*** EXCERPT TO READ Section Begins ***

I’m not starting this blog because of a New Year’s resolution, which is good because most of mine don’t live much past the month of January.  And it’s not the product of some epic brainchild or epiphany – years of being a stay-at-home mom have dulled my ambition to ponder ideas too grandiose in nature.  In fact, after thirteen years of parenting, my only dream of grandeur is finding a single moment of blissful silence where I don’t have to listen to my children fighting or hear myself repeating the same phrases over and over again like a demented parrot.

This blog is strictly a means of quieting the voices in my head, or at the very least pacifying them.  Not the kind of voices that will get you put on medication or committed to an insane asylum, but the kind that just won’t shut the hell up about life’s little observations, experiences, or pet peeves.  Every time something happens that evokes an emotional reaction, good or bad, my brain begins to mentally write lines of descriptive prose as if that one thought will be the start of the great American novel.  Often times, whatever kicked my brain into typewriter mode will wear itself out in a paragraph or two, and since there’s no such thing as the great American paragraph, my thoughts have often gone unwritten….until now.

*** EXCERPT TO READ Section Ends ***
*** RECORDS Section Begins ***

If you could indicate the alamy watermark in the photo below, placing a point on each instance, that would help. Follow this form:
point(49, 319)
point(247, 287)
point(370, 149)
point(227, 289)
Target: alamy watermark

*** RECORDS Section Ends ***

◆ WHAT TO WORK ON
(a) The blog post names the things that the voices in the author's head won't stop talking about. List them.
(b) Reproduce the blog post's wording between "This blog is" and "gone unwritten….until now.", inclusive.
The listing is separate material and has no connection to the blog post.

◆ RESPONSES FOR EACH TASK
(a)
- Life's little observations
- Experiences
- Pet peeves

(b)
This blog is strictly a means of quieting the voices in my head, or at the very least pacifying them.  Not the kind of voices that will get you put on medication or committed to an insane asylum, but the kind that just won’t shut the hell up about life’s little observations, experiences, or pet peeves.  Every time something happens that evokes an emotional reaction, good or bad, my brain begins to mentally write lines of descriptive prose as if that one thought will be the start of the great American novel.  Often times, whatever kicked my brain into typewriter mode will wear itself out in a paragraph or two, and since there’s no such thing as the great American paragraph, my thoughts have often gone unwritten….until now.